» **AIM**:
In the brew controller thread below, replace "publican" with "bartender" and reproduce the passage starting with "That comment Cameron, is" and going on through "the two parties.".

» **SELECTED EXTRACT**:
"""
# Show Us Your Brew Controller



## Camo6 (9/7/14)

Having searched here, there and everywhere for ideas when planning my brew controller build, I thought it would be a good idea to have a thread committed to brew controller pics. I must have bookmarked almost a dozen threads in the process of my build and would have loved a "show us your" thread to help inspire my layout (both inside and out) without flicking back through hundreds of pages. Don't get me wrong, I love reading these build threads and the information available is invaluable, I just thought it'd be great to have a place to display your finished build (and I was too lazy to start a build thread). Links to your own build thread would be helpful for anyone planning their own build too.

Anyway, here's my controller, inspired (more importantly incited) by Truman and Qldkev's controller box and Gava's brewery build threads just to name a couple.

It uses an Auber 2352 for the HLT, 2352P for the HERMs both using pt100 sensors. It runs two 2200w elements and two Kaixin pumps using two 10amp inputs. I'm currently using a gas fired keggle but have left enough room for an extra PID and switches if I ever go all electric.

Cheers,


----------



## StalkingWilbur (9/7/14)

Damn. That looks awesome! 

What's the black insulation material you've used?


----------



## Online Brewing Supplies (9/7/14)

Sorry didnt have room for all the bling things


----------



## Camo6 (9/7/14)

Armaflex insulation. Picked it up from a fellow AHB member. Around 19 or 22mm IIRC. Works well, I figure, as my KK element is still going strong!



















...touch wood.


----------



## Camo6 (9/7/14)

Online Brewing Supplies said:


> Sorry didnt have room for all the bling things
> hermitv2.5.JPG


What's that Nev? Some sort of MP3 player? I saw one of those at Lukec's when I got the Armaflex. Very tidy bit of kit and he had nothing but praise for it.


----------



## lukec (9/7/14)

I may have one for sale very soon 2nd hand as I just upgraded to braumeister 


Camo6 said:


> What's that Nev? Some sort of MP3 player? I saw one of those at Lukec's when I got the Armaflex. Very tidy bit of kit and he had nothing but praise for it.


----------



## gava (9/7/14)

Here's a picture I've taken tonight, as you can see my temp dodgy labels are still on there 
I'll get a shot of the inside soon, Not as pretty as Camo6










Cheers
Gav


----------



## Danwood (9/7/14)

Here's mine.

She's a real beaut !


----------



## Camo6 (9/7/14)

gava said:


> Not as pretty as Camo6
> 
> Cheers
> Gav


Thanks Gav, will you still say that in the morning?

Edit: I've gotta get round to labels too some time.




Danwood said:


> Here's mine.
> 
> She's a real beaut !


Jesus Dan, you make your wife stir the mash?


----------



## Danwood (9/7/14)

If that's a euphemism...then yes, I do.


----------



## Smokomark (9/7/14)

lukec said:


> I may have one for sale very soon 2nd hand as I just upgraded to braumeister



Pm me if you want to sell.


----------



## Danwood (9/7/14)

That comment Cameron, is clearly designed to distract yourself from the stark realization that my brew controller is superior.

With yours can you -

Wave to the local publican when you depart the establishment ?

High-five a team mate following a big win in the Lacrosse game/match/tourney?

Effectively administer directions to a fellow pedestrian when words are not practicable ? For example, excessive traffic noise or distance between the two parties.
"""
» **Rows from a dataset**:
"""
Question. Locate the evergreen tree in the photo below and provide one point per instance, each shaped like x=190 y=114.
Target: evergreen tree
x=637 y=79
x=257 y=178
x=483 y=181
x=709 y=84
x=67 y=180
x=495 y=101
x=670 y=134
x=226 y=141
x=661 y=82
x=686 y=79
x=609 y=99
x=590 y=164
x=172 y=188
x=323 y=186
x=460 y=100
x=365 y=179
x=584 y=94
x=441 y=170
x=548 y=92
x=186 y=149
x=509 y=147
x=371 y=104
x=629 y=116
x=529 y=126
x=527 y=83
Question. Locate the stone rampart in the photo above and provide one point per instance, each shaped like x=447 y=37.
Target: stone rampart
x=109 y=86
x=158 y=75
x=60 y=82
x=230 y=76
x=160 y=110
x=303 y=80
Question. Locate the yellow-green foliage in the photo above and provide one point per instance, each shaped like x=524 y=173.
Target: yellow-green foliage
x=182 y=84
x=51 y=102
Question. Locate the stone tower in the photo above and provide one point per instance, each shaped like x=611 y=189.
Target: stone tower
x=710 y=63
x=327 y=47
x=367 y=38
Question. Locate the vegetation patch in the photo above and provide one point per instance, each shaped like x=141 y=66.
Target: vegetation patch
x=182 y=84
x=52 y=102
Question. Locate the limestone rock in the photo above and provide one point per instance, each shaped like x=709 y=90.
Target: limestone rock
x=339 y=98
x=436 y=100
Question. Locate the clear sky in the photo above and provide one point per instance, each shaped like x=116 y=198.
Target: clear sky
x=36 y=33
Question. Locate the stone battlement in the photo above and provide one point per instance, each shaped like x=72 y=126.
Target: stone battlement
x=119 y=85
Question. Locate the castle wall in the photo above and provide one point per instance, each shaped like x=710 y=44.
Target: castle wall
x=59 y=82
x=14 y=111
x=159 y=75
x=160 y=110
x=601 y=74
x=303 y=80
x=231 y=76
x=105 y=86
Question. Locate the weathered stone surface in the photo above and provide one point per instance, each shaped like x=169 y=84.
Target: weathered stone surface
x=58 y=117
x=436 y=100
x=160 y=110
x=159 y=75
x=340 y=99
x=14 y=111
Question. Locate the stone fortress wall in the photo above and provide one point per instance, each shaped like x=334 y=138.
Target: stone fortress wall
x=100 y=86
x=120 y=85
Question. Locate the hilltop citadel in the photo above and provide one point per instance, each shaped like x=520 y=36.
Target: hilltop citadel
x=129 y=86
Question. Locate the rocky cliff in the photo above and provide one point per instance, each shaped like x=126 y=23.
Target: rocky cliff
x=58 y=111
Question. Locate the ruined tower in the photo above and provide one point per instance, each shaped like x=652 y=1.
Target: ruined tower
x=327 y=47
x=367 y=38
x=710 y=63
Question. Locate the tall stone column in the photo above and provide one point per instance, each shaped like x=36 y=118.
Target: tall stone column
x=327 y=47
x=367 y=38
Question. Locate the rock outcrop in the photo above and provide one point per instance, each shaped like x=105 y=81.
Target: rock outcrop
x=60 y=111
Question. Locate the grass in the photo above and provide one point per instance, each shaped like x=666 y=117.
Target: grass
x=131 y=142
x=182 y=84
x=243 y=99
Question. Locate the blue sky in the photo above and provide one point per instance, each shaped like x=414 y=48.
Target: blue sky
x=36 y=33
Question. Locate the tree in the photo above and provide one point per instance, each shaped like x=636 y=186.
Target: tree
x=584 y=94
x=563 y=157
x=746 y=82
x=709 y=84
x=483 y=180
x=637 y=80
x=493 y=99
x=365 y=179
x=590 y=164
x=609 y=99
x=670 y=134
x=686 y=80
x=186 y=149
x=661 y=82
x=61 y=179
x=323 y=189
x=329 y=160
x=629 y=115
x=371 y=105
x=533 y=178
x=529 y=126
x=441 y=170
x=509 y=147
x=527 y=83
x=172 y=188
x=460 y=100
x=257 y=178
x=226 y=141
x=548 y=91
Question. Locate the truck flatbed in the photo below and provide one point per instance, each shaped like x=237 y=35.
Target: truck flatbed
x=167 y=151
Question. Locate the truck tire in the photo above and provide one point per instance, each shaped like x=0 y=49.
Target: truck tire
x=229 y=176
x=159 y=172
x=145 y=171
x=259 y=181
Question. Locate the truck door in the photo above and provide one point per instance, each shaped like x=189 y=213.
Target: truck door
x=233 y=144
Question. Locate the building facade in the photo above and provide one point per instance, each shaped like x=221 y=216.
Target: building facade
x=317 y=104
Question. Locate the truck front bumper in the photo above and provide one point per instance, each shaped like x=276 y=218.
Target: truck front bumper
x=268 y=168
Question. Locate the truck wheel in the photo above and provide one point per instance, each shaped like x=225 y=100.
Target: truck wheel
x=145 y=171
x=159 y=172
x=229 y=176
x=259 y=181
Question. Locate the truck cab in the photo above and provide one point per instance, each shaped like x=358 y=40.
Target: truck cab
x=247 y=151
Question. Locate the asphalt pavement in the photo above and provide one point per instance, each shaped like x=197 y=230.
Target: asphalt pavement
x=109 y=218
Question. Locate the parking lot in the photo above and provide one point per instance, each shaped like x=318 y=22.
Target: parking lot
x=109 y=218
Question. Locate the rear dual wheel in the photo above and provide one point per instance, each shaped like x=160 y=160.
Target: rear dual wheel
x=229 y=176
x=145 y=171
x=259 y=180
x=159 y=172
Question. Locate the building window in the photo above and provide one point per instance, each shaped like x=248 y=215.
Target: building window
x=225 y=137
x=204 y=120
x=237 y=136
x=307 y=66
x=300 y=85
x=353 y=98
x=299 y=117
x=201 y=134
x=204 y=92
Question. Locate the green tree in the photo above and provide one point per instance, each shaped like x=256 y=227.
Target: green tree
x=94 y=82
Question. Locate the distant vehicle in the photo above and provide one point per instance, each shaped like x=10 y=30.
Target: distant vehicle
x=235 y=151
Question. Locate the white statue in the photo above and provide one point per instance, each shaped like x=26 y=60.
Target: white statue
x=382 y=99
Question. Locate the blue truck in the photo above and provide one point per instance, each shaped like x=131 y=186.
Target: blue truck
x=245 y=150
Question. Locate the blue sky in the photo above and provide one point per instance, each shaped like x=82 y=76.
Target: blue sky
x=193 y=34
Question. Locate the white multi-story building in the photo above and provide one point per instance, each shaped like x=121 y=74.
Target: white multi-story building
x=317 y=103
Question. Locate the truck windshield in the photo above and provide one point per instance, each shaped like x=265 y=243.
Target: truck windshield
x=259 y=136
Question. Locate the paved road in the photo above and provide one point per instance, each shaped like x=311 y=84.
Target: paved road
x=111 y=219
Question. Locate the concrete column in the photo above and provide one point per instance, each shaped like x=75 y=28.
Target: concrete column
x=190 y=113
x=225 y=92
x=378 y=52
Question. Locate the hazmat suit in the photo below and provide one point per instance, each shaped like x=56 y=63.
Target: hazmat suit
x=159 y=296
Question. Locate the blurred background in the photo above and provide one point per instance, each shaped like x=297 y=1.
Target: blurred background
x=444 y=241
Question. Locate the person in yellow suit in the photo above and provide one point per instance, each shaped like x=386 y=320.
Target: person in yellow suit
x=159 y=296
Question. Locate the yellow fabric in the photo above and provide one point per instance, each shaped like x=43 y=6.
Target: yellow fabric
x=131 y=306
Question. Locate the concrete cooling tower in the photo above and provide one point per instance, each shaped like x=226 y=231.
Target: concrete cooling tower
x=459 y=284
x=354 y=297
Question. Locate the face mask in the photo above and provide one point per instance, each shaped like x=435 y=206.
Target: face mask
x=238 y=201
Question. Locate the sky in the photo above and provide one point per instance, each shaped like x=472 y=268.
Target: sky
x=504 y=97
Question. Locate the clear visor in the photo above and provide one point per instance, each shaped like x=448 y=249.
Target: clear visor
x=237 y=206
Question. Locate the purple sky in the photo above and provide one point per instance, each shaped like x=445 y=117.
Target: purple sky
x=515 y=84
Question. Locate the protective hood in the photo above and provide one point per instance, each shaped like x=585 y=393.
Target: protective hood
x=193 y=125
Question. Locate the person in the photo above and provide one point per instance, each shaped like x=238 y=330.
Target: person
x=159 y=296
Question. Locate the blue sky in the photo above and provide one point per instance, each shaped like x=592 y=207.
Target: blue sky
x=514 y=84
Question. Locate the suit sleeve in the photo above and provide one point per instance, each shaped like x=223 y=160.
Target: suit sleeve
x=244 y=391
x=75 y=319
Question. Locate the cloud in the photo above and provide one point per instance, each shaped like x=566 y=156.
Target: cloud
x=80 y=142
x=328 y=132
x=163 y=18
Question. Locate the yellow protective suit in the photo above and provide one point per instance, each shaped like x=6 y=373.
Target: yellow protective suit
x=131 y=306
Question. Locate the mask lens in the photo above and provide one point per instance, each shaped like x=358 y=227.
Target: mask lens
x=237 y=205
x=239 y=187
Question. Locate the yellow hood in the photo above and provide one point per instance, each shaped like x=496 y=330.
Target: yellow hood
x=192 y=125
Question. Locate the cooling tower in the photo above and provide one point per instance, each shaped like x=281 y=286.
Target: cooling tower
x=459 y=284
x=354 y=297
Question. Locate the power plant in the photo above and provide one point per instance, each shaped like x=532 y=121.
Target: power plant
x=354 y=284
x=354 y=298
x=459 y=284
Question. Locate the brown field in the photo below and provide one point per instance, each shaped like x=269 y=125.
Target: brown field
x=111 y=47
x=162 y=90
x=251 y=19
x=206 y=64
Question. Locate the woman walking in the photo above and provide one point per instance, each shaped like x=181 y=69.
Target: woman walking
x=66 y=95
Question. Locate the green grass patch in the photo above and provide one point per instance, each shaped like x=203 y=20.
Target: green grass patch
"""
» **FINAL RESULT**:
That comment Cameron, is clearly designed to distract yourself from the stark realization that my brew controller is superior.

With yours can you -

Wave to the local bartender when you depart the establishment ?

High-five a team mate following a big win in the Lacrosse game/match/tourney?

Effectively administer directions to a fellow pedestrian when words are not practicable ? For example, excessive traffic noise or distance between the two parties.